--- Exercise prompt ---
Write out the passage on Mario Perniola word for word, from "Italian philosopher (1941–2018)" up to and including "published in English.".

* START Passage *

= Mario Perniola =

Italian philosopher (1941–2018)

Mario Perniola (20 May 1941 – 9 January 2018) was an Italian philosopher, professor of aesthetics and author. Many of his works have been published in English.

==Biography==
Mario Perniola was born in Asti, Piedmont. He studied philosophy under Luigi Pareyson at the University of Turin where he graduated in 1965. While he was reading philosophy in Turin, he met Gianni Vattimo and Umberto Eco, who all became prominent scholars of Pareyson's school. From 1966 to 1969 he was connected to the avant-garde Situationist International movement founded by Guy Debord with whom he kept on friendly terms for several years. He became a full professor of aesthetics at the University of Salerno in 1976 and then he moved to the University of Rome Tor Vergata, where he has been teaching since 1983. He was visiting professor invited to universities and research centres, such as Stanford University (United States), l’Ecole des Hautes Etudes en Sciences Sociales (Paris), University of Alberta (Canada), University of Kyoto (Japan), University of São Paulo (Brazil), University of Sydney, University of Melbourne (Australia), and the National University of Singapore. Perniola wrote many books which have been translated into English and other languages. He also directed the journals Agaragar (1971–73), Clinamen (1988–92), Estetica News (1988–95). In 2000 he founded Agalma. Rivista di Studi Culturali e di Estetica, a journal of cultural studies and aesthetics, which is published twice a year. The breadth, insight and many-faced contributions of Perniola's thought has earned him the reputation of being one of the most impressive figures on the contemporary philosophical scene. His book Miracoli e traumi della comunicazione (2009) (Miracles and Traumas of Communication) gained many awards amongst which the prestigious Premio De Sanctis. His wide-ranging activities involved formulating innovative philosophical theories, writing books, teaching aesthetics, and lecturing worldwide. He dedicated the rest of his time to his kindred and numerous friends, passing between his apartment-studio in Rome and his vacation home in a quaint town in the Alban Hills, southeast of Rome, where he died.

* END Passage *
* START Listed entries *

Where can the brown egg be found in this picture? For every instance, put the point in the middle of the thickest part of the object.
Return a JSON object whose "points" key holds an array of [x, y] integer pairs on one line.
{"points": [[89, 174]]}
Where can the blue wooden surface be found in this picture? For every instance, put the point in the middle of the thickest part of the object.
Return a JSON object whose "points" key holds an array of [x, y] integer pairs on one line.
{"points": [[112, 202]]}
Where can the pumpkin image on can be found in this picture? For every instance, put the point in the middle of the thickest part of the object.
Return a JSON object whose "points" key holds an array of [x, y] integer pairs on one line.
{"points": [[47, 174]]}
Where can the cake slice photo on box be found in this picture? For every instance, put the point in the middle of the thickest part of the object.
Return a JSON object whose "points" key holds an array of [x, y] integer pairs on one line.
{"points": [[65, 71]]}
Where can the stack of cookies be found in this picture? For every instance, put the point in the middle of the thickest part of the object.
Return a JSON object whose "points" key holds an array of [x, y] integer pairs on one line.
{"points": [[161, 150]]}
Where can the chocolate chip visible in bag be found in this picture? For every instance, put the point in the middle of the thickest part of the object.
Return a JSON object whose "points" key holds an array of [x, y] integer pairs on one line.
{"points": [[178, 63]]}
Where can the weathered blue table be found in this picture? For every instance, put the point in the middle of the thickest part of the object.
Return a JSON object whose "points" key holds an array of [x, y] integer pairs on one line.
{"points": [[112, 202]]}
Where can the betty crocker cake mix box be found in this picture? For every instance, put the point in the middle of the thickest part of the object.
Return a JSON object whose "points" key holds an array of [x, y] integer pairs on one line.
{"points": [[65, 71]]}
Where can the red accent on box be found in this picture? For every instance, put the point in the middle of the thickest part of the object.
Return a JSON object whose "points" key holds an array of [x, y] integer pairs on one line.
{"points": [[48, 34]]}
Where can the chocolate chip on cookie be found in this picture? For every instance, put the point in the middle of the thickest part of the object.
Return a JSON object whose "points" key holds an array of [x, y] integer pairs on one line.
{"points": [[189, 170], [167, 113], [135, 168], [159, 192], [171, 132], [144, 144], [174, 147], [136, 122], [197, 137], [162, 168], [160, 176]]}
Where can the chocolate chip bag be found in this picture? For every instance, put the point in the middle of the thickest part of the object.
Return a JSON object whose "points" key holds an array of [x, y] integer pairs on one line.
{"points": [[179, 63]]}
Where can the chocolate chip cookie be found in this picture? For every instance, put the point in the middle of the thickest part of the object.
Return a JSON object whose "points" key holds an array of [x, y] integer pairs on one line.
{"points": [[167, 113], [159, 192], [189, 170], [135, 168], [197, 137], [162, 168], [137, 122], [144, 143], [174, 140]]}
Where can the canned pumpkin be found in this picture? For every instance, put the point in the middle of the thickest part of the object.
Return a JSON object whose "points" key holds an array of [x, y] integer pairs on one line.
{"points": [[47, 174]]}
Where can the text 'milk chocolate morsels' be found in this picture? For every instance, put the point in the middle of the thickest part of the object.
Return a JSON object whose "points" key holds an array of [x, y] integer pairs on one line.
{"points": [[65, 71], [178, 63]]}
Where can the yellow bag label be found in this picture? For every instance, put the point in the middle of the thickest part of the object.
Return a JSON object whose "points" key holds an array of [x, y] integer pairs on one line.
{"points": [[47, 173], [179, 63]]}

* END Listed entries *
* START Listed entries *

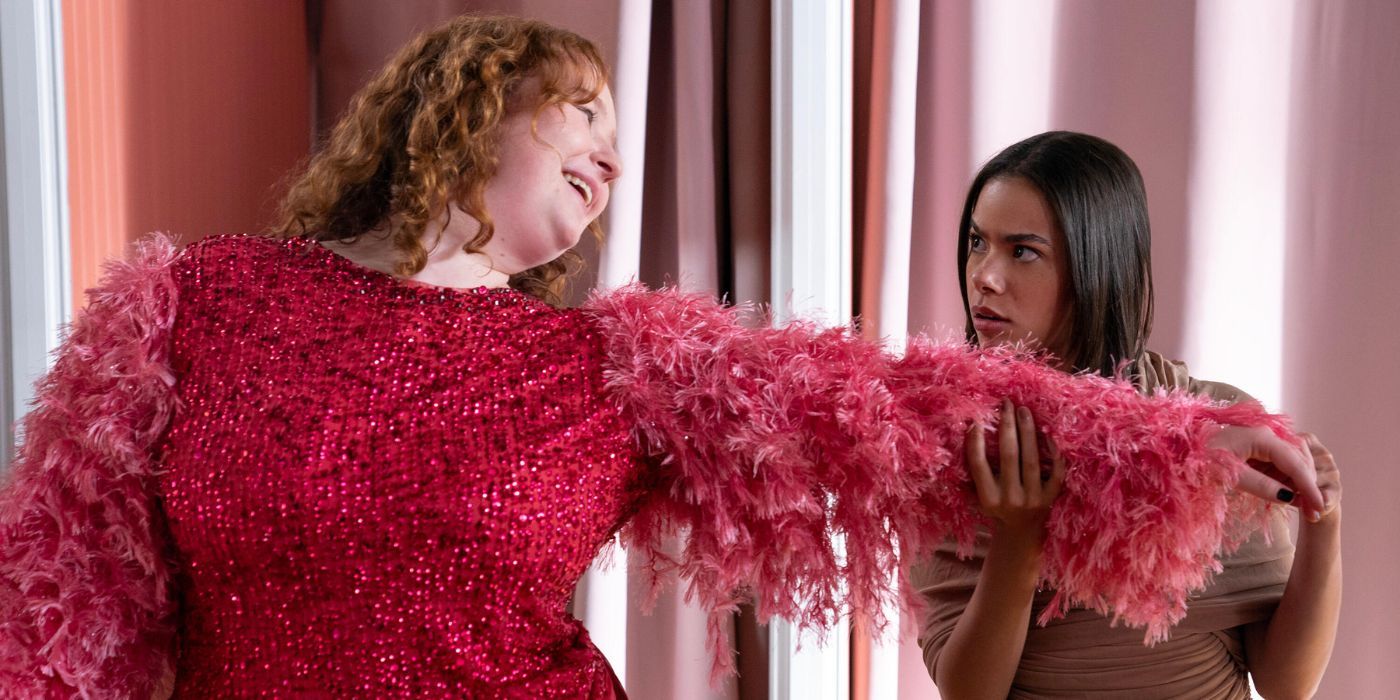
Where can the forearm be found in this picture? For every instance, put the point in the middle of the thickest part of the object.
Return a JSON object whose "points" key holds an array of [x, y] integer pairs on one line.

* END Listed entries *

--- Task response ---
Italian philosopher (1941–2018)

Mario Perniola (20 May 1941 – 9 January 2018) was an Italian philosopher, professor of aesthetics and author. Many of his works have been published in English.